### RECORD LIST
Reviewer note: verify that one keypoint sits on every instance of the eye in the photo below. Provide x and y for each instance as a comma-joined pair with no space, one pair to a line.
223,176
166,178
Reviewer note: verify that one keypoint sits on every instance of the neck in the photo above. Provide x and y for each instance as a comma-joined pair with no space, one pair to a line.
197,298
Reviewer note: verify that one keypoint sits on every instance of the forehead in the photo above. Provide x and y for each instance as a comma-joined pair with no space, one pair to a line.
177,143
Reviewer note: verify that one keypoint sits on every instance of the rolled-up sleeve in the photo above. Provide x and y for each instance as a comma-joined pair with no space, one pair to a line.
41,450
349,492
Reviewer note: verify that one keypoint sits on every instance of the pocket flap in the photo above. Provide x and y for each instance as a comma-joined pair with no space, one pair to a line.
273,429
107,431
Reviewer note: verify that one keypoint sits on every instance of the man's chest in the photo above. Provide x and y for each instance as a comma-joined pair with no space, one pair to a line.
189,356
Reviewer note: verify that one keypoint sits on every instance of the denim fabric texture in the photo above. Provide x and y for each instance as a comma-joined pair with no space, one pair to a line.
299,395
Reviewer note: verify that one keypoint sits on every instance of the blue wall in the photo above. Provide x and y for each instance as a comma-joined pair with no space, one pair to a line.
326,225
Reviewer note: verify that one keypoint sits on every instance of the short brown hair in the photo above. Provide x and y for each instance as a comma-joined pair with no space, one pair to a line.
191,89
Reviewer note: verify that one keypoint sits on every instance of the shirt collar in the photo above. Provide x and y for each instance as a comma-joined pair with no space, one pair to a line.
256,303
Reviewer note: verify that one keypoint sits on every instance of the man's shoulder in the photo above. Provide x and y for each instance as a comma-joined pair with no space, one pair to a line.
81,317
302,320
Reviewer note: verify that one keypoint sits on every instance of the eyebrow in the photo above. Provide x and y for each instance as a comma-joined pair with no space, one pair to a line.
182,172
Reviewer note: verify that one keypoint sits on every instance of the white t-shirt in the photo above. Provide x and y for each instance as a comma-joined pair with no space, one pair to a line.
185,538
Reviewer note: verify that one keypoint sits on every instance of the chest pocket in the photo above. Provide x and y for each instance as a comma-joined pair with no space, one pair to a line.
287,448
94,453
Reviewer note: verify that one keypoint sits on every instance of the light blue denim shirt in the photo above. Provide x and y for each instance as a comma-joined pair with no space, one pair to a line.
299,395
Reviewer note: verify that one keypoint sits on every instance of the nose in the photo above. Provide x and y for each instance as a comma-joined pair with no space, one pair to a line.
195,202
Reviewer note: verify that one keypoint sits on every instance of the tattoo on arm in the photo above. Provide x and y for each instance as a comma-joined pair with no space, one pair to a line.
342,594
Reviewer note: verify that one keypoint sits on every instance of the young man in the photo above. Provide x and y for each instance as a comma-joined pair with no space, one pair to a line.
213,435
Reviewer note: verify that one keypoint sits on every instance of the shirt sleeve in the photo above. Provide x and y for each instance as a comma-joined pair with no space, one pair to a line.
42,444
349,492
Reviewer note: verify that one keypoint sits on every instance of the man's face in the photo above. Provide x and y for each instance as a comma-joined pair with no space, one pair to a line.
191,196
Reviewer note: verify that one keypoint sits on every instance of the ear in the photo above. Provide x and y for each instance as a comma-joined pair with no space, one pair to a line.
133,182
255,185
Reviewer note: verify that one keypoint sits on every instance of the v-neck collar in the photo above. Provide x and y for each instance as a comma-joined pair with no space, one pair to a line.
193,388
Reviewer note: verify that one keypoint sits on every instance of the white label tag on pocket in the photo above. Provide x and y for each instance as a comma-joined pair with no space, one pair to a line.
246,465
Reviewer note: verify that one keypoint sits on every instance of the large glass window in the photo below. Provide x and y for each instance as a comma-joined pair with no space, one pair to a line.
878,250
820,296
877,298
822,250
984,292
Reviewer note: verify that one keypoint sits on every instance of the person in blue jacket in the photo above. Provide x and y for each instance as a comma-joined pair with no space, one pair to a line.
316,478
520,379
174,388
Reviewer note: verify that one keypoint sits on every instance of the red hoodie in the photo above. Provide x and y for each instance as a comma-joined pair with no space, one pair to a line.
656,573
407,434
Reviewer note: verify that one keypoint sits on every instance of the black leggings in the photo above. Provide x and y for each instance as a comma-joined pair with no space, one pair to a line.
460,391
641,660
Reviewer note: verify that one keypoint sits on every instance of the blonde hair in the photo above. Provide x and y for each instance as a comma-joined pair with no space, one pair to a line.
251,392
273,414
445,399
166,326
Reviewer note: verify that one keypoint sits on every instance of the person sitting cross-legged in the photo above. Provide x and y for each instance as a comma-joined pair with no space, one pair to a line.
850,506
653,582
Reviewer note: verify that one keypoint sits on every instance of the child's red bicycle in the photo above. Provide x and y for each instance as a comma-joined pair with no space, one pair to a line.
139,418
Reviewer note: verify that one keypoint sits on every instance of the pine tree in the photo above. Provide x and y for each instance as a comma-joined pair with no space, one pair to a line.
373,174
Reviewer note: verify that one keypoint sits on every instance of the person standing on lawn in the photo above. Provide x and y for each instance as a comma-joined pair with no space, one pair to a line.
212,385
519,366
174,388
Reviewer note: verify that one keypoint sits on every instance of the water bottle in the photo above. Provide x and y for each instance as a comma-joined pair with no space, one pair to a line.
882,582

### TO BE DONE
Update the listing above so that "Reviewer note" reads "Annotator note" each time it appears, with every other part of the lines kept the same.

### WORKED SOLUTION
Annotator note: verify that one keypoint sits on every instance of the eye in the photo below. Provide x and y for each instance as a comma-joined pair with no space, one pair to a line.
223,176
166,178
Annotator note: verify that one keypoint sits on every instance of the neck in the photo above. Provide x and y for each instance as a comma-joined pair with no space, one pair to a line.
197,298
Annotator note: verify that one keypoint sits on every instance of the forehead in the photo above. Provide x and y for each instance as a comma-joined pair with no space, one pair to a line.
177,143
Annotator note: verify that one keypoint sits on every instance of the rolled-up sleeve in the photo above. Provide x and y for each instance as a comma-joined pair with no space, one pair to a line.
41,450
349,492
Annotator note: verify that one keypoint sits on every instance of the pocket flap in the photo above. Provide x and y for each instance as a comma-joined pair with no space, one pair to a line.
273,429
107,431
Annotator note: verify that one keypoint sits on every instance of the man's chest in the photo above. Provide x and y for each instance as a comma-joined pair with no space, one pair to a line.
189,356
Annotator note: verify that one keypoint sits on every instance of the denim fabric texture in the photo above. Provide x and y for each instance as a comma-joined pair with no space, one pair to a line.
299,395
Annotator note: verify that one keypoint sits on every instance of the blue wall in the photo above. Provide x and y for each instance as a comma-joined pair with no space, one pair to a line.
326,225
Annotator note: verify that one keypoint sits on every instance of the short brown hair in the photo above. Provide x and y for each instance as a comma-joined pair with no space, one pair to a line.
191,89
Annotator note: verify that one keypoint sits on every instance of the shirt collar in the photo above. Provide x and y for each instance as a comma-joined pair with no space, one pair to a line.
256,303
Annotator note: verify that one keypoint sits on every instance of the man's shoulder in the photo above. Provide x and y for each instance as a comma-joined pair with no space, one pair to a line.
81,317
302,320
Annotator note: verify that one keypoint sits on every instance of the eyebrow in the photo above. Provide x and y for each instance as a comma-joined pair with no space, one pair to a line.
182,172
Annotator note: verify that one keypoint sits on every instance of the white t-shirt in the photo above. Provide x and y for each instance as a comma-joined pair with no space, one pair to a line.
185,538
Annotator note: verify that one keypoint sits on every instance of the chest pocket in the photo above. Provide x and y for each instance as a comma-joined pair with no space, one pair to a line.
287,448
94,453
Annotator note: verify that one keypoint sits on every instance of the light blue denim shirt in the photo above. Provide x and y for each instance as a comma-joined pair with no space, one pair to a line.
299,395
Annotator note: verify that one keypoint sits on every instance of the nose in the photo above. Provide x and y for each instance as a comma-joined pair with no space, one pair to a line.
195,202
Annotator note: verify that one keypoint sits on every instance of the tattoo on arm in the photo above. Provide x and y for each instance as a comma-joined pair with no space, one pair to a line.
342,594
Annotator note: verify that one keypoint sits on every instance of the young man in the photo above. Provide x and y for each instance as a comma-joined pair with no space, one pair to a line.
213,435
Annotator note: verify that one keypoint sits on every instance of the shirt sleeve in the photo above. Provide x and y for each instance as a comma-joined pair with no space, one pair to a line.
42,444
349,492
Annotator note: verify that one keypoint sits on every instance of the man's face in the photo above. Provide x and y for each instance as a comma-joined pair with no space, one pair to a line.
191,196
Annotator note: verify that one keypoint sits on every instance of the ear in the photo above. Provide x and y for each instance as a comma-joined pair with no space, one pair to a line.
133,182
255,185
Annotator note: verify that one keypoint sits on every instance of the v-neck collar in the photo above. Provide x and y for each instance as a comma-joined pair with no space, one pair to a line.
193,388
Annotator note: verify that one keypoint sits on every instance of the white label tag on pocket in the photo above. Provide x and y for each instance as a comma-joined pair with no space, one pair to a line.
246,465
Annotator note: verify that one keypoint sits on every instance of the large glass window in the photo below. Provide x and y for each instance as a comma-joined pair with no space, one pair to a line.
878,250
820,296
877,298
822,250
984,292
Annotator note: verify that one keypoint sits on every instance of the person in blue jacket in the photo above. Provide x and y for each instance as a comma-joined pair with no space, one pair to a line.
316,478
520,379
174,388
Annotator note: verify that one keypoint sits on every instance of the red hoodie in the photo above. Provide x and y for each instance as a comma-joined pair with no space, one pair to a line.
656,573
407,434
Annotator note: verify that one keypoint sits on every instance of the black leggings in the photo above. Provide x and y for each instance as a comma-joined pair with no space, one pair to a line.
460,391
641,660
Annotator note: verify that one keypoint sits on every instance of the blonde hair in the photo above. Provide x and y for each instance as a comma-joined pair with no space, one pair to a line.
251,392
273,414
445,399
166,326
Annotator note: verify that one keypoint sits on every instance of the person sitting cross-legged in the photo above. Provide x and y for each instance as a comma-joined pair with no space, one pair to a line.
850,506
653,582
Annotator note: verify that one keypoint sits on every instance of the child's red bicycle in the photo above. Provide x and y for each instance as a comma-joined pair with no space, one pair to a line.
139,418
Annotator note: verify that one keypoint sits on every instance of the pine tree in the photo above. Provide x and y for each instance as a comma-joined pair with no space, one pair to a line.
373,174
Annotator note: verify that one keypoint sits on every instance of the person standing on lawn in the photo above. Provide x and y for each instance as a comma-joined pair with no space, one pair to a line.
212,385
519,366
174,388
Annotator note: verify that one keypoint sits on every instance of the water bottle in the photo above. Provide x and y for each instance as a comma-joined pair with no space, one pair to a line.
882,582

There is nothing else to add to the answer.